This is just one more aspect of the general rule that these protests do not
have a unified agenda, because they're composed of diverse individuals with
diverse goals. And in my ignorant opinion, a lot of those diverse individuals
demonstrably have no clue what they're talking about, except of course in the
domain of their personal misery and frustration. I recall, then as now, lots
of anti-WTO (and anti-APEC 2 years earlier) protesters who had some pretty
blurry ideas about what they were fighting for. There was lots of thinly-
veiled "trade will steal our jobs" rhetoric in there - of course along with
the environmental concerns, the third-world human rights concerns (Suharto was
a big issue in the APEC '97 protests), the concerns about capital flight and
race-to-the-bottom, etc.

------
bpolania
The Economist makes a great point in noting the over-simplification of macro-
economic policies and the danger of populism, fears that seems justified when
you read people saying that "society can afford a hell of a lot if managed
correctly": what does exactly means "afford"? Must the society write a check
to anyone who needs it? is the objective of the protest to create spaces where
people can work and get themselves out of the whole or is to get the
government to bail everyone out? Are western citizens entitled to more and
more benefits that will definitively be paid by our sons or grandsons, or are
we entitled to clean governments and smart politics?

------
upgrayedd

      arc> (not (hacker-news-p))
    
      T

- [WRITTEN PROBLEM 1]
Please reproduce the stretch of the protest thread from "This is just" through "race-to-the-bottom, etc.".
- [WRITTEN PROBLEM 2]
According to the protest thread, what was a big issue in the APEC '97 protests?
- [WRITTEN PROBLEM 3]
Why do these protests lack a unified agenda, according to the protest thread?
Rely on the protest thread alone.

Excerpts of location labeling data

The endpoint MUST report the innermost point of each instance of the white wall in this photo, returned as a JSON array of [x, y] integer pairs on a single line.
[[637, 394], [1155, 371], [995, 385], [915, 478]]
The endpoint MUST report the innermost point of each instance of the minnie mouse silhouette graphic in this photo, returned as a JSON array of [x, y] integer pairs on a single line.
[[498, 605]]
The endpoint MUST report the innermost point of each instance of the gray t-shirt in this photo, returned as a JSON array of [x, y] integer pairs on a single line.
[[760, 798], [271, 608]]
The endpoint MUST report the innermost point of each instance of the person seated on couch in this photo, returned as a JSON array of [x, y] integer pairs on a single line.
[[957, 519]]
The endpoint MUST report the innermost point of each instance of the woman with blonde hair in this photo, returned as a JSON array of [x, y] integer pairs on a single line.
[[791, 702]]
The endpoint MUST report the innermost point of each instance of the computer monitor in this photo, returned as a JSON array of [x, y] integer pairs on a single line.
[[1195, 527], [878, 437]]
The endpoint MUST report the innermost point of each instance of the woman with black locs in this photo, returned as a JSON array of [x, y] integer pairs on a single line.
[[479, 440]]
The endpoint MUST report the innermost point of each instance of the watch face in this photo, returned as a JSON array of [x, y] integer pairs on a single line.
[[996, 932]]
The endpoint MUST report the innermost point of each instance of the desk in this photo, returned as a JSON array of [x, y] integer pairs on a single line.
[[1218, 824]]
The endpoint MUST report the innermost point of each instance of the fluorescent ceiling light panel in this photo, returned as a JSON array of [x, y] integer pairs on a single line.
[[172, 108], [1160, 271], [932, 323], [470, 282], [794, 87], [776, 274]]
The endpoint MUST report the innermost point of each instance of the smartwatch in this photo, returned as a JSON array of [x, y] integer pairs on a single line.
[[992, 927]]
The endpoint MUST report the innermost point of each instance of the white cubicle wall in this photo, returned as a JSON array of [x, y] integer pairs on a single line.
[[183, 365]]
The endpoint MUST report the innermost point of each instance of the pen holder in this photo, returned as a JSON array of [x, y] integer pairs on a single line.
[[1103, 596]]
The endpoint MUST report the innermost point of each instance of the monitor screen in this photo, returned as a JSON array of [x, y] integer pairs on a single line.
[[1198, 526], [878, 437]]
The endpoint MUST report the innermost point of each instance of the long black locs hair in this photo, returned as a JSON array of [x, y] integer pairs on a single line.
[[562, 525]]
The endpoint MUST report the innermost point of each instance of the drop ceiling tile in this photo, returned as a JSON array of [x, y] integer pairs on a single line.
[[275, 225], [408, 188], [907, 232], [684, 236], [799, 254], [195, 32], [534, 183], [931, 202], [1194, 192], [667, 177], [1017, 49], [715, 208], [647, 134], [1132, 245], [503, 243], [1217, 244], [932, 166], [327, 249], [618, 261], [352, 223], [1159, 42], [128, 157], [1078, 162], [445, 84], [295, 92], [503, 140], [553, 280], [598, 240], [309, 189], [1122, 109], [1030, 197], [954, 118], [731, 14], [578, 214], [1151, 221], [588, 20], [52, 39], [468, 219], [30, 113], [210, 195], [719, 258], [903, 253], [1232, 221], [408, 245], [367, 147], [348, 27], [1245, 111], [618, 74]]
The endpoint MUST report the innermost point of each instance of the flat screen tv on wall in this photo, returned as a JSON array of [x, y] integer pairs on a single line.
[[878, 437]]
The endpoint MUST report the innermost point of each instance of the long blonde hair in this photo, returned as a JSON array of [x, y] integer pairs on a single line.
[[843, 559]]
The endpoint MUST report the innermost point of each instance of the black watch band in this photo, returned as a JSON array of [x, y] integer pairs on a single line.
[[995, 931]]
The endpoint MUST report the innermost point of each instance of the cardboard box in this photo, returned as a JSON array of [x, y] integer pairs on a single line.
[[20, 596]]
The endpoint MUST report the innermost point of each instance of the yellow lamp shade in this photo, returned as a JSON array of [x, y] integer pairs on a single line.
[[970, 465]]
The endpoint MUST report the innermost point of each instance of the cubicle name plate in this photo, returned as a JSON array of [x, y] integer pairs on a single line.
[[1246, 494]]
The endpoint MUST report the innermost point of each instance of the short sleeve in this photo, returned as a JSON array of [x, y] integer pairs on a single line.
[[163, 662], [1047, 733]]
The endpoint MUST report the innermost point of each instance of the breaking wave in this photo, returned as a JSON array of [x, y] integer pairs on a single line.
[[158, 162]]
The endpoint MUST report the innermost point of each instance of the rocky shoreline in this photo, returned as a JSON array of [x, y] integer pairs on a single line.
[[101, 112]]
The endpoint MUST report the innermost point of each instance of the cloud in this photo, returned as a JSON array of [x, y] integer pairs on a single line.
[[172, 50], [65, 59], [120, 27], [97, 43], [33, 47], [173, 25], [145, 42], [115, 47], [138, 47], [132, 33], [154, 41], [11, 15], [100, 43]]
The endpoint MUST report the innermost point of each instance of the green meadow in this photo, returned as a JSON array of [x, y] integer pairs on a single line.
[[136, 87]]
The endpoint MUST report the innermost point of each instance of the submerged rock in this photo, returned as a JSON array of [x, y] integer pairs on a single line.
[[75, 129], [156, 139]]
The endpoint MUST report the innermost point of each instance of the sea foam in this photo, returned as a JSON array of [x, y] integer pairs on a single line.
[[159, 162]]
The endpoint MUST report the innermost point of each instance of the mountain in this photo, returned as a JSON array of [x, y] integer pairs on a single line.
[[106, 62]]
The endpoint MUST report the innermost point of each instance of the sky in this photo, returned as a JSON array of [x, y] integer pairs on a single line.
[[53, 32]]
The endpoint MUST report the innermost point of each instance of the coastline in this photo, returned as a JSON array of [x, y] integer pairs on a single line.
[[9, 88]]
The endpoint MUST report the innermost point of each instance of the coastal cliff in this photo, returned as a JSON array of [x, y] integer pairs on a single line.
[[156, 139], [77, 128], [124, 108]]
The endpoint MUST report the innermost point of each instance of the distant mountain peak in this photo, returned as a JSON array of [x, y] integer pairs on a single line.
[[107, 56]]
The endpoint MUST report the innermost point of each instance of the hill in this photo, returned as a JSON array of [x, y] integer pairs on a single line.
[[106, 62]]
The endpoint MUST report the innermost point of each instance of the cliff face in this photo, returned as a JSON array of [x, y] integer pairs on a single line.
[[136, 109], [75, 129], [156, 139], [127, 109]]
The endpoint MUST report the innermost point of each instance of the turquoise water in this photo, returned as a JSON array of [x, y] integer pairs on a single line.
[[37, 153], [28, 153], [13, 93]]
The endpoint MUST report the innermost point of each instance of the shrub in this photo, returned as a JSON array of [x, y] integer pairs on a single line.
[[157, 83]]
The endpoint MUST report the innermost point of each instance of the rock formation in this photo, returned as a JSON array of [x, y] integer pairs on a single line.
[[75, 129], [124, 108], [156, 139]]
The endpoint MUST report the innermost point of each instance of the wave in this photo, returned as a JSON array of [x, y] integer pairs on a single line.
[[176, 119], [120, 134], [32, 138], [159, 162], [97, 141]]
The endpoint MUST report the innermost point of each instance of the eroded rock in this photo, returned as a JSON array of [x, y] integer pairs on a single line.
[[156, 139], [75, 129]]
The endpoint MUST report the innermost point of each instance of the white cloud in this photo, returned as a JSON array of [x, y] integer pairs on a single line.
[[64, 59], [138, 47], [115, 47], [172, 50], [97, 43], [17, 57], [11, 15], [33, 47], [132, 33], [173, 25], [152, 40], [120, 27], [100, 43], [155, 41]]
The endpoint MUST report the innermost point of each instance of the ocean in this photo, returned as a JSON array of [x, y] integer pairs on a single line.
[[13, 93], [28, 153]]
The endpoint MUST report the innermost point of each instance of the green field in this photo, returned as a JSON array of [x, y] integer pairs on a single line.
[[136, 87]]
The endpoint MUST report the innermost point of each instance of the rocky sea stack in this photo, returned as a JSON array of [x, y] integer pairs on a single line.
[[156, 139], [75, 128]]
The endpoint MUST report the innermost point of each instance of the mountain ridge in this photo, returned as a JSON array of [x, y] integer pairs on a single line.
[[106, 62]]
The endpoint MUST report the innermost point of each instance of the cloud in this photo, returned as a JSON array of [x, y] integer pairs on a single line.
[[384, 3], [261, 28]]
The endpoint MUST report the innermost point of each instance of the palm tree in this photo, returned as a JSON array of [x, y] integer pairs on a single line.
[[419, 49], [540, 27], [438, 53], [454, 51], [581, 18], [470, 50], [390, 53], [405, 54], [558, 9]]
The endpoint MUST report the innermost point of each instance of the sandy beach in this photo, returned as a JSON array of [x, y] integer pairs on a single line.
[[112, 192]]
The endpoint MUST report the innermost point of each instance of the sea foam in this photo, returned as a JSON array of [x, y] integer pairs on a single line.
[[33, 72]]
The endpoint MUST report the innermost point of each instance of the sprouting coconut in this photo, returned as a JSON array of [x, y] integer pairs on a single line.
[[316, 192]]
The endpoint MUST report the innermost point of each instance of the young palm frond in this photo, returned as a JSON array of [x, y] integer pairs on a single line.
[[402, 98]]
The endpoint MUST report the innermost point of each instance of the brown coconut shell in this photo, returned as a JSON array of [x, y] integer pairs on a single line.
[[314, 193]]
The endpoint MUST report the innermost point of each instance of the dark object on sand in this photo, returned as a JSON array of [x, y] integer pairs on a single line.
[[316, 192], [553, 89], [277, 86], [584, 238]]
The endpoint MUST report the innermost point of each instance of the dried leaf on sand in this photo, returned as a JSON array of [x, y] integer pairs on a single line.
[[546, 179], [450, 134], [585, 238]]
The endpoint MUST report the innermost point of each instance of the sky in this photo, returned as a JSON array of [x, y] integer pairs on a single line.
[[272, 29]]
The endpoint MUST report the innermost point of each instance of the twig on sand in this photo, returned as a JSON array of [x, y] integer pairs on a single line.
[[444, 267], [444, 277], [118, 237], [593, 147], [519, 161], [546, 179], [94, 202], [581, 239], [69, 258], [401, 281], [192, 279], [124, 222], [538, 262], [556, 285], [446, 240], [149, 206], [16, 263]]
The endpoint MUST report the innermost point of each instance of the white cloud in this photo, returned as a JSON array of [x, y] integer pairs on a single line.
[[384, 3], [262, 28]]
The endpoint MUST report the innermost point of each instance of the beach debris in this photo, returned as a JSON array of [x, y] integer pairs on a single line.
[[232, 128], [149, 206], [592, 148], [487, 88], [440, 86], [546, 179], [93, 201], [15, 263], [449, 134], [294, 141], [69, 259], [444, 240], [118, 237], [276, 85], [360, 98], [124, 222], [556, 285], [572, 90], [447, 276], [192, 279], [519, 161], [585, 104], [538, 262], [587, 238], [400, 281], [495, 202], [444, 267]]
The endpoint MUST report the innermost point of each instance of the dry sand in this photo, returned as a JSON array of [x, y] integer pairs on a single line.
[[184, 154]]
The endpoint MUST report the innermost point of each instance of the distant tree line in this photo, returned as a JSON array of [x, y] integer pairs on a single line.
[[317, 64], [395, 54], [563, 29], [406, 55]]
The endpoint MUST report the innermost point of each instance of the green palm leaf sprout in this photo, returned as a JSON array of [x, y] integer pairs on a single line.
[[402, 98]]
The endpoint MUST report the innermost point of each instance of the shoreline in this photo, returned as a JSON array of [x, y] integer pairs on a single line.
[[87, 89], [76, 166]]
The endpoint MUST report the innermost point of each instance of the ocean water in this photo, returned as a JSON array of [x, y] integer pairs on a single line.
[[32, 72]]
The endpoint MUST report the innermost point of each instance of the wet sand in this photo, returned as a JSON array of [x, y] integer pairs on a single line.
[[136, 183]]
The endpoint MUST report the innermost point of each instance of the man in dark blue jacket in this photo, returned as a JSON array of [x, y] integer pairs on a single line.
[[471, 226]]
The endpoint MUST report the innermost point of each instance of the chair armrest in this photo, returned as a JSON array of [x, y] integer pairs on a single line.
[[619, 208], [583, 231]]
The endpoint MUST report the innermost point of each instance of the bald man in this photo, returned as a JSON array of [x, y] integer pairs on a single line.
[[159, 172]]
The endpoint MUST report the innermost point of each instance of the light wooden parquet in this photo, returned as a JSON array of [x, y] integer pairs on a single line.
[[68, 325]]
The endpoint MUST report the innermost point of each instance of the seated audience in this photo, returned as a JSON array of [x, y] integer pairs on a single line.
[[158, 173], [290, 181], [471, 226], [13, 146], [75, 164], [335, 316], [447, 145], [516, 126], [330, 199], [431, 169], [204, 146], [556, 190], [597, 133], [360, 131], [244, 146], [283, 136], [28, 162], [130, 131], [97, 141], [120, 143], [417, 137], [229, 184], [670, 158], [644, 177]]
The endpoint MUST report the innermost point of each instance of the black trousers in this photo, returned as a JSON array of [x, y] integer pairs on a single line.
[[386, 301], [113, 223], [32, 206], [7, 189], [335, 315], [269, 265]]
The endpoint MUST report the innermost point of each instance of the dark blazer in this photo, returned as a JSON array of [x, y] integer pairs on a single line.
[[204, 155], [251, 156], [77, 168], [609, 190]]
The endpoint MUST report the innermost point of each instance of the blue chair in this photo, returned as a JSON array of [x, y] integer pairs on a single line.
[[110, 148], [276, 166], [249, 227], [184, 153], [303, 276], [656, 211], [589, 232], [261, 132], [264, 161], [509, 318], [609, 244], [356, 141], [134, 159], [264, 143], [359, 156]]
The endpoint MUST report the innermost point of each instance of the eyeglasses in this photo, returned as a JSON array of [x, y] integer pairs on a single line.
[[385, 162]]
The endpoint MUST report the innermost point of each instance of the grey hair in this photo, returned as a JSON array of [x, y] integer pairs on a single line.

- [FULL RESPONSE 1]
This is just one more aspect of the general rule that these protests do not
have a unified agenda, because they're composed of diverse individuals with
diverse goals. And in my ignorant opinion, a lot of those diverse individuals
demonstrably have no clue what they're talking about, except of course in the
domain of their personal misery and frustration. I recall, then as now, lots
of anti-WTO (and anti-APEC 2 years earlier) protesters who had some pretty
blurry ideas about what they were fighting for. There was lots of thinly-
veiled "trade will steal our jobs" rhetoric in there - of course along with
the environmental concerns, the third-world human rights concerns (Suharto was
a big issue in the APEC '97 protests), the concerns about capital flight and
race-to-the-bottom, etc.

- [FULL RESPONSE 2]
Suharto.

- [FULL RESPONSE 3]
They are made up of diverse individuals who have diverse goals, so no single agenda unites them.